▶ What you should do
Copy the rows below word for word, from the line containing "Expected: one point per instance of the sweater" through the line containing "Target: sweater sleeve", both lines included.

▶ Listed entries
========
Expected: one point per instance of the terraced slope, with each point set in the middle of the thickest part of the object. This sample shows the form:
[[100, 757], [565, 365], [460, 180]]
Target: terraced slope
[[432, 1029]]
========
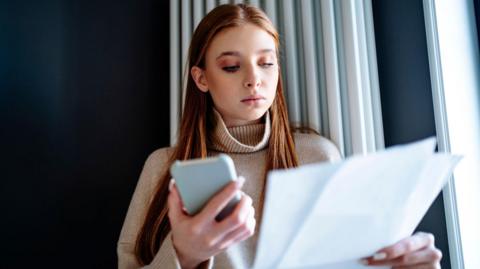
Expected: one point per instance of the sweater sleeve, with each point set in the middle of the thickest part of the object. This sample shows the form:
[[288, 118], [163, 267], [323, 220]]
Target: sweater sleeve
========
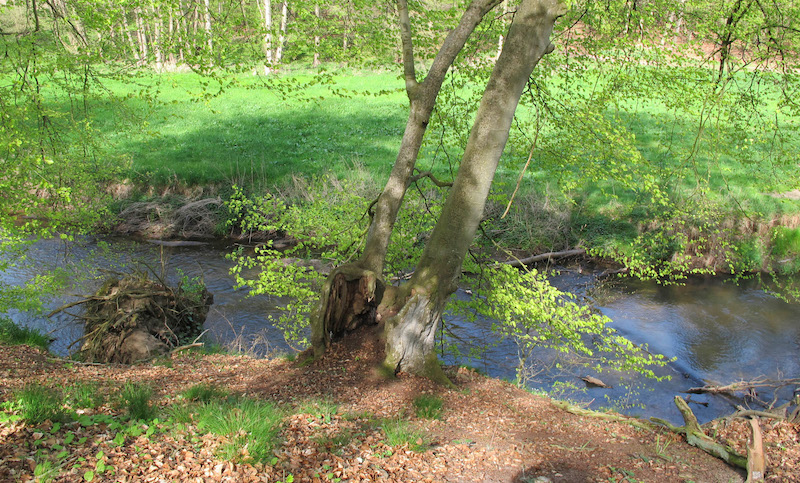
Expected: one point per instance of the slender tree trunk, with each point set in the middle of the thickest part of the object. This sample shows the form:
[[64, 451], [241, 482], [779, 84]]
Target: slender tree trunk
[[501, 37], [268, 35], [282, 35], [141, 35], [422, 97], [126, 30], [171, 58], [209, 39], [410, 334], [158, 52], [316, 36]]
========
▶ Exercise response
Expected: one point per instance of the sweater sleeve, with each point set in the middle of the thickest part of the object. This sample shows the form:
[[288, 118], [163, 267], [323, 220]]
Target: sweater sleeve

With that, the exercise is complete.